» Task details:
The expected output is every record below, transcribed exactly, with the pictures left out.

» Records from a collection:
----------

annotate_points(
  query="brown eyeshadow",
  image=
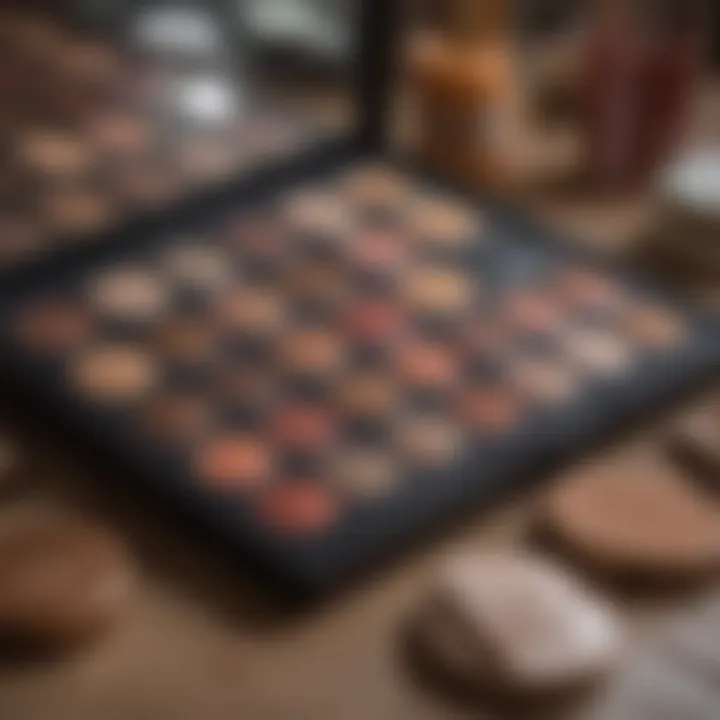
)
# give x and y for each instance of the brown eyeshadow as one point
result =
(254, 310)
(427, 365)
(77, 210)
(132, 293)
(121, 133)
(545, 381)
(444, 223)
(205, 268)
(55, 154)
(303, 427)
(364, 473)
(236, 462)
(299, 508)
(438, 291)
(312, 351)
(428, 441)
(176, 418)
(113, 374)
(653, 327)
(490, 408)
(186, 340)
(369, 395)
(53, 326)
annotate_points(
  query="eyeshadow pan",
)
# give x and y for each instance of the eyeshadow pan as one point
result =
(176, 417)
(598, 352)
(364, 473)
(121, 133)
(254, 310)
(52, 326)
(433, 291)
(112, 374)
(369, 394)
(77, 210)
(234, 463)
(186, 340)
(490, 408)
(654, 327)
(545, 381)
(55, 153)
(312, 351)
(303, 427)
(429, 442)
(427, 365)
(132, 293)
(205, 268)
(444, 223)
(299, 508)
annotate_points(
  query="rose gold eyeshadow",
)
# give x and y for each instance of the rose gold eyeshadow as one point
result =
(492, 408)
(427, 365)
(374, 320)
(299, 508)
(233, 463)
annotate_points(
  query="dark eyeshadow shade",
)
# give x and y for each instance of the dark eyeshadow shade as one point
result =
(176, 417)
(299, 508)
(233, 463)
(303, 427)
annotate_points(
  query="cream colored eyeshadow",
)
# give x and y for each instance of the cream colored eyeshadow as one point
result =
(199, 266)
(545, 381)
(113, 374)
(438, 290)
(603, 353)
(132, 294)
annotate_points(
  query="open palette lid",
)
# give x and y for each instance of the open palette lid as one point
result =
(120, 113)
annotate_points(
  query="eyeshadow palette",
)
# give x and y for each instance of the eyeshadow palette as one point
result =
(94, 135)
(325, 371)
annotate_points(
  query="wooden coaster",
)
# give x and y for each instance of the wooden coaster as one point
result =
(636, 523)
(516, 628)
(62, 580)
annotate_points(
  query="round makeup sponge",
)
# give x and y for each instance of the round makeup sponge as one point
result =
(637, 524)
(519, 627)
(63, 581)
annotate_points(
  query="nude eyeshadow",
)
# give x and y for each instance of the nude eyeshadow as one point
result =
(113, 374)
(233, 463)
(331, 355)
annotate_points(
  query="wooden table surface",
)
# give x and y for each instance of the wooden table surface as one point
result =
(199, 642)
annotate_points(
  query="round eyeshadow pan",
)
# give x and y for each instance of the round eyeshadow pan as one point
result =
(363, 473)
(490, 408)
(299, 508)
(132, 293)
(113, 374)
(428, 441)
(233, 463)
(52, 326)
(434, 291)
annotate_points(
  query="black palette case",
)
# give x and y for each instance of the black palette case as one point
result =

----------

» Answer:
annotate_points(
  query="brown eyeshadow",
  image=
)
# give x and y for each instance of the brown eyeshadow as one point
result =
(254, 310)
(427, 365)
(77, 210)
(132, 293)
(121, 133)
(545, 381)
(444, 223)
(205, 268)
(55, 154)
(303, 427)
(364, 473)
(236, 462)
(299, 508)
(438, 291)
(312, 351)
(428, 441)
(176, 418)
(113, 374)
(653, 327)
(490, 408)
(186, 340)
(369, 395)
(53, 326)
annotate_points(
  query="eyeshadow pan",
)
# give x and y for each instance of the eyeshadow pan as one point
result =
(176, 417)
(598, 352)
(364, 473)
(121, 133)
(254, 310)
(52, 326)
(433, 291)
(112, 374)
(369, 394)
(77, 210)
(234, 463)
(186, 340)
(490, 408)
(654, 327)
(545, 381)
(55, 153)
(312, 351)
(303, 427)
(429, 442)
(427, 365)
(132, 293)
(205, 268)
(444, 223)
(299, 508)
annotate_points(
  query="rose gold eyeshadow",
)
# give x and y for each instance of the rose gold eyeshadow as one point
result =
(492, 408)
(427, 365)
(374, 320)
(299, 508)
(233, 463)
annotate_points(
  query="dark eyeshadow shade",
)
# give x and y for each instance of the dark eyeshadow shade as one point
result =
(176, 417)
(299, 508)
(233, 463)
(303, 427)
annotate_points(
  query="cream colored eyeshadow",
)
# give x and y for each instance of the cream colored eyeshadow as one point
result =
(199, 266)
(545, 381)
(113, 374)
(438, 290)
(603, 353)
(132, 294)
annotate_points(
  query="open palette lid",
)
# give x and y for each instance of the open palette lid as one point
result =
(120, 113)
annotate_points(
  query="eyeshadow palette",
)
# give x and y for each instance of the eyeshadow palette as one point
result =
(94, 135)
(325, 371)
annotate_points(
  query="wooden coaster",
)
# give x and y for each instance of the wooden coaster as one point
result =
(636, 523)
(516, 628)
(62, 580)
annotate_points(
  query="round makeup sponge",
)
# give x and y for each instance of the round makeup sponge as one point
result =
(637, 524)
(519, 627)
(63, 581)
annotate_points(
  query="nude eyeshadow",
)
# give x and y for each instance of the nude eyeshadow as one point
result =
(113, 374)
(233, 463)
(331, 355)
annotate_points(
  query="wooden table surface",
)
# give x and y for each instance of the wooden table surface as one point
result =
(199, 642)
annotate_points(
  query="round eyeshadow pan",
)
# give x and y for each instance of the round eyeshadow pan as one point
result =
(363, 473)
(490, 408)
(299, 508)
(132, 293)
(113, 374)
(428, 441)
(233, 463)
(52, 326)
(434, 291)
annotate_points(
  query="black palette case",
)
# give x and y for each instance of the black palette case as one point
result =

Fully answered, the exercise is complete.